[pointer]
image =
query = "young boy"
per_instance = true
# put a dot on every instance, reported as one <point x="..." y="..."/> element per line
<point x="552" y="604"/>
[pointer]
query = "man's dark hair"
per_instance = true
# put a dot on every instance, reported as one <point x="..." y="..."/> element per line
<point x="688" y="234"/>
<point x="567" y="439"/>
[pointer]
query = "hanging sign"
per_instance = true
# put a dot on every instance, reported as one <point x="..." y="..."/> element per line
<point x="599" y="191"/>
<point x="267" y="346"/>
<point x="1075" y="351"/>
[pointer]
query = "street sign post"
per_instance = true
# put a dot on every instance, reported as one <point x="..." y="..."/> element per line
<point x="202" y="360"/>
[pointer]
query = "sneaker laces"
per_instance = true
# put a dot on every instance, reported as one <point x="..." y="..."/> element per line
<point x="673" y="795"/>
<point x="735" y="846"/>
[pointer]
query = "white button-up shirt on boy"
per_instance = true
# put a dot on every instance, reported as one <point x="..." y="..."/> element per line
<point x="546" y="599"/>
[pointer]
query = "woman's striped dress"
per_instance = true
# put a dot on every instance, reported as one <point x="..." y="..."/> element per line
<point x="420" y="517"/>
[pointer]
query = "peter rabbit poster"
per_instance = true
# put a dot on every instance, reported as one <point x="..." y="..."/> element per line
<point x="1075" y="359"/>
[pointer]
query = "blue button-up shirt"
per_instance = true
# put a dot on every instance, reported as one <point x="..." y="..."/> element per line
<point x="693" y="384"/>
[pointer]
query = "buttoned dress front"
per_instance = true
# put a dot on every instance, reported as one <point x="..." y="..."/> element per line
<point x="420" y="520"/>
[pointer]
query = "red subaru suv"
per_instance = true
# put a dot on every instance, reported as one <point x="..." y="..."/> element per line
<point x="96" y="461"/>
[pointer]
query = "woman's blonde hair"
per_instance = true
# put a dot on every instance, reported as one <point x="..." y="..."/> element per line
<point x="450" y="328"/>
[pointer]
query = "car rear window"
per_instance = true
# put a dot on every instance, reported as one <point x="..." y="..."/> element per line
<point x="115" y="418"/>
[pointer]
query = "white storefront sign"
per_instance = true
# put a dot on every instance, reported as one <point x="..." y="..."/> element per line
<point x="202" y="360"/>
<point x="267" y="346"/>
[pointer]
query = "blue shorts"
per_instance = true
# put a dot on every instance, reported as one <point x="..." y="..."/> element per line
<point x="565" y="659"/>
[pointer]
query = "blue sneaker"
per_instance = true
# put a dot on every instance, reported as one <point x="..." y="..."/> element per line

************

(What needs to be done) Reproduce every line of the data verbatim.

(Response)
[pointer]
image =
query = "young boy"
per_instance = true
# put a dot on every instance, reported as one <point x="..." y="..."/> element per line
<point x="552" y="604"/>
[pointer]
query = "man's dark hair"
per_instance = true
# put a dot on every instance, reported as one <point x="..." y="..."/> element per line
<point x="688" y="234"/>
<point x="567" y="439"/>
[pointer]
query = "hanging sign"
per_instance = true
# put a dot on every instance, reported as one <point x="..." y="..."/> element per line
<point x="599" y="191"/>
<point x="267" y="346"/>
<point x="1075" y="351"/>
[pointer]
query = "street sign post"
per_instance = true
# put a dot on every instance, reported as one <point x="..." y="..."/> element per line
<point x="202" y="360"/>
[pointer]
query = "sneaker laces"
per_instance = true
# put a dot on every instance, reported as one <point x="..." y="..."/> element per line
<point x="673" y="795"/>
<point x="735" y="846"/>
[pointer]
query = "white button-up shirt on boy"
per_instance = true
# put a dot on every instance, reported as one <point x="..." y="..."/> element per line
<point x="546" y="599"/>
[pointer]
query = "woman's striped dress"
per_instance = true
# put a dot on every instance, reported as one <point x="..." y="..."/> element per line
<point x="420" y="517"/>
[pointer]
query = "peter rabbit poster"
per_instance = true
# put a dot on every instance, reported as one <point x="..." y="..."/> element per line
<point x="1075" y="359"/>
[pointer]
query = "blue button-up shirt"
per_instance = true
# put a dot on every instance, reported as one <point x="..." y="..."/> element per line
<point x="693" y="384"/>
[pointer]
query = "buttoned dress front"
per_instance = true
# put a dot on every instance, reported as one <point x="..." y="..."/> element per line
<point x="420" y="520"/>
[pointer]
query = "red subaru suv"
per_instance = true
# put a dot on every instance, reported as one <point x="..." y="..."/> element per line
<point x="96" y="461"/>
[pointer]
query = "woman's blonde hair"
per_instance = true
# put a dot on every instance, reported as one <point x="..." y="..."/> element per line
<point x="450" y="328"/>
[pointer]
query = "car rear window"
per_instance = true
# put a dot on every instance, reported as one <point x="..." y="..."/> element per line
<point x="115" y="418"/>
[pointer]
query = "white storefront sign"
per_instance = true
# put a dot on every instance, reported as one <point x="..." y="..."/> element per line
<point x="202" y="360"/>
<point x="267" y="346"/>
[pointer]
query = "blue shorts"
per_instance = true
# put a dot on every instance, reported as one <point x="..." y="..."/> element per line
<point x="565" y="659"/>
[pointer]
query = "blue sneaker"
per_instance = true
# put a dot on every instance, reported as one <point x="..." y="..."/> element per line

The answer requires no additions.